| Directive |
Copy nothing but the text: repeat each entry exactly and drop the images.

Part of a data file:
--*--

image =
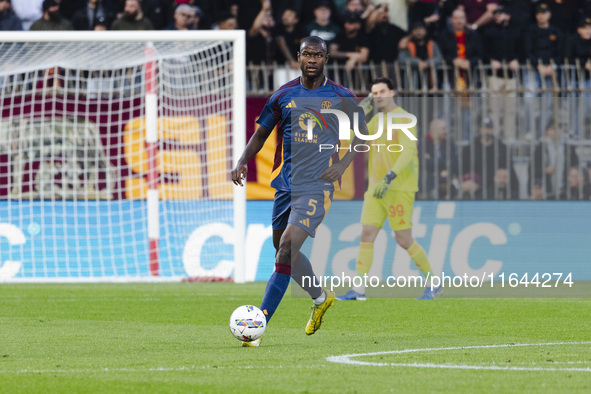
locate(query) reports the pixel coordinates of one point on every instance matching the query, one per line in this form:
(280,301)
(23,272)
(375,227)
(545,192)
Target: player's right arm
(255,144)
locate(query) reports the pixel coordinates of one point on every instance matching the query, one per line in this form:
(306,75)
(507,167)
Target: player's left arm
(335,171)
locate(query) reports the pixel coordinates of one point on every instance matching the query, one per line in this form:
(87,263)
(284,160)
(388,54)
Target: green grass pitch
(174,338)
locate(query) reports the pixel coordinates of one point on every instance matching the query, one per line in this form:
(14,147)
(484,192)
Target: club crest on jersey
(326,104)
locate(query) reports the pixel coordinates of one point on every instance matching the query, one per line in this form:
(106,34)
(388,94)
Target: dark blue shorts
(305,209)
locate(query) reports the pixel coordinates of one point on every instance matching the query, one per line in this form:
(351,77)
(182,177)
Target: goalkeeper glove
(383,185)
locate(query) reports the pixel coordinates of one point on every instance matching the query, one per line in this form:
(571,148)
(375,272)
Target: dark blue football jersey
(293,108)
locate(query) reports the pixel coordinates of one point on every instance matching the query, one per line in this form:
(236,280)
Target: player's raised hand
(238,174)
(334,172)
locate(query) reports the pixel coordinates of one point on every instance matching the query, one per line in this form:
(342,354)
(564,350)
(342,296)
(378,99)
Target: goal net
(115,150)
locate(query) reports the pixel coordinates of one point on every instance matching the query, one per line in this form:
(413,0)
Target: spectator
(51,19)
(421,54)
(8,19)
(69,7)
(485,154)
(479,13)
(153,12)
(471,186)
(441,162)
(354,7)
(460,47)
(195,18)
(521,12)
(426,11)
(502,190)
(94,11)
(259,40)
(544,49)
(28,11)
(383,35)
(397,12)
(579,187)
(323,26)
(226,21)
(543,46)
(183,14)
(552,159)
(565,15)
(351,45)
(307,10)
(503,44)
(132,18)
(579,48)
(288,37)
(100,25)
(578,53)
(538,192)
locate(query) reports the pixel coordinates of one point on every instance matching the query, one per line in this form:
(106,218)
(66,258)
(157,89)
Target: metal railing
(540,143)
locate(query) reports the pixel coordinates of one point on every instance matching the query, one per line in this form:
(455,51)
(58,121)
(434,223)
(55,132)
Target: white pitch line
(155,369)
(348,358)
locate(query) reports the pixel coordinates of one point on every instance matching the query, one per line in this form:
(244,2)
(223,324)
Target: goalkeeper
(392,184)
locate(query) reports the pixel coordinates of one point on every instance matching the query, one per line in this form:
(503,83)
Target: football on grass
(248,323)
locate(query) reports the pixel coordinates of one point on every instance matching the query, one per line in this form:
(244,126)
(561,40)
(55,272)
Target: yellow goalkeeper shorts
(396,206)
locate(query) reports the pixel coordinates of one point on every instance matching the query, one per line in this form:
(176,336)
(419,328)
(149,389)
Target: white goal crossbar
(97,53)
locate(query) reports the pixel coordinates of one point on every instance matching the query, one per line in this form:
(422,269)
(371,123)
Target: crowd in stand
(461,32)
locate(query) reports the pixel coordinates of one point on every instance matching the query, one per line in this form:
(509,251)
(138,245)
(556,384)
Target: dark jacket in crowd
(544,44)
(9,21)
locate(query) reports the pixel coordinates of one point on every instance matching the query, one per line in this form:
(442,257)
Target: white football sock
(321,298)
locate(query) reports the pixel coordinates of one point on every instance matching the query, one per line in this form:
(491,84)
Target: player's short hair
(385,80)
(314,40)
(183,7)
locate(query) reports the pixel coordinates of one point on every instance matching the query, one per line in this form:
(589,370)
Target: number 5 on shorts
(312,203)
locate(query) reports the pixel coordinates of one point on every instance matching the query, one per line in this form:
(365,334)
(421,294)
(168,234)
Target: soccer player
(392,184)
(304,175)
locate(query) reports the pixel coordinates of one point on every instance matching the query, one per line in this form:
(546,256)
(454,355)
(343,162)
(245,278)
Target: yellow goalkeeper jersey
(407,177)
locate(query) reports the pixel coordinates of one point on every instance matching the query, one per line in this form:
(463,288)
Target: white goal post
(115,151)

--*--

| The output |
image =
locate(query) reports the pixel coordinates of one point on every instance matching the query, one per line in this form:
(280,301)
(23,272)
(375,227)
(545,192)
Target: player's right arm
(255,144)
locate(query) reports the pixel coordinates of one point on every instance matching the query, one per line in this form:
(306,75)
(507,167)
Target: player's left arm
(335,171)
locate(query) reports the pixel coordinates of one point on every instance matching the query, one per line in this form:
(87,263)
(284,160)
(388,54)
Target: green grass pitch
(174,338)
locate(query) reports the pixel coordinates of one point on every instance matching the query, one per line in this form:
(14,147)
(484,192)
Target: club crest on jersey
(326,104)
locate(query) reports the pixel coordinates of one point on every instance matching the query, one per line in this form:
(106,34)
(388,94)
Target: dark blue shorts
(305,209)
locate(query) reports the pixel coordinates of one point on every instance matching the query, one per line in this form:
(351,77)
(182,177)
Target: goalkeeper glove
(383,185)
locate(query) reports the pixel coordinates of one point on every instance matching the query, one per line in this form:
(571,148)
(375,272)
Target: dark blue football jersey
(293,108)
locate(query) reports the pixel coordinates of one point on every instance matching the query, one per line in this form:
(236,280)
Target: player's raised hand
(238,174)
(334,172)
locate(query) reports the pixel coordinates of one point on every instance matching the query, one per line in this form:
(342,354)
(564,350)
(342,296)
(378,99)
Target: goal net
(115,150)
locate(query) reports the pixel coordinates of one point on every instance matching the query, one per line in this form:
(413,0)
Target: spectator
(51,19)
(421,54)
(8,19)
(69,7)
(485,154)
(479,13)
(153,12)
(471,186)
(441,162)
(354,7)
(460,47)
(195,18)
(521,12)
(426,11)
(502,190)
(94,11)
(259,40)
(544,49)
(28,11)
(383,35)
(397,12)
(579,187)
(323,26)
(226,21)
(543,46)
(183,14)
(552,159)
(565,15)
(351,45)
(307,10)
(503,44)
(132,18)
(579,48)
(288,37)
(100,25)
(578,53)
(538,192)
locate(query) reports the pixel coordinates of one point on every instance matching the query, one per line in this form:
(106,218)
(66,258)
(157,89)
Target: metal railing
(540,143)
locate(query) reports the pixel coordinates of one point on every instance matching the query, one per line in this form:
(455,51)
(58,121)
(434,223)
(55,132)
Target: white pitch line
(155,369)
(348,358)
locate(query) reports the pixel coordinates of one point on every instance matching the query, one per line in this form:
(244,2)
(223,324)
Target: goalkeeper
(392,184)
locate(query) reports the pixel coordinates of one point on every instance matching the query, one per line in this form:
(503,83)
Target: football on grass
(248,323)
locate(query) reports the pixel coordinates of one point on every instance matching the query, one per line in this form:
(244,126)
(561,40)
(55,272)
Target: yellow goalkeeper shorts
(396,206)
locate(query) reports the pixel coordinates of one point on every instance matching the query, one per line in this form:
(176,336)
(419,328)
(149,389)
Target: white goal crossbar
(97,53)
locate(query) reports the pixel coordinates of one point on every instance matching the query, one per line in this form:
(422,269)
(371,123)
Target: crowd in stand
(461,32)
locate(query) reports the pixel coordinates of one point on every instance matching the query, one per line in this form:
(509,251)
(138,245)
(556,384)
Target: dark jacket in crowd
(544,44)
(9,21)
locate(query) reports the pixel coordinates of one point on every instance matching the query, one per line in this form:
(442,257)
Target: white football sock
(321,298)
locate(query) reports the pixel coordinates of one point on every instance matching the query, one per line in this form:
(491,84)
Target: player's short hair
(385,80)
(314,40)
(183,7)
locate(query) reports the pixel coordinates of one point on every instance matching the query, one per line in this form:
(589,370)
Target: number 5 on shorts
(312,203)
locate(query) reports the pixel coordinates of one point on every instance matching the query, one per line in this form:
(365,334)
(421,294)
(168,234)
Target: soccer player
(392,184)
(304,175)
locate(query) reports the pixel coordinates of one point on every instance matching the query, one per line in this form:
(546,256)
(454,355)
(343,162)
(245,278)
Target: yellow goalkeeper jersey
(407,177)
locate(query) reports the pixel coordinates of one point on every instance matching the query, one per line in this form:
(463,288)
Target: white goal post
(115,151)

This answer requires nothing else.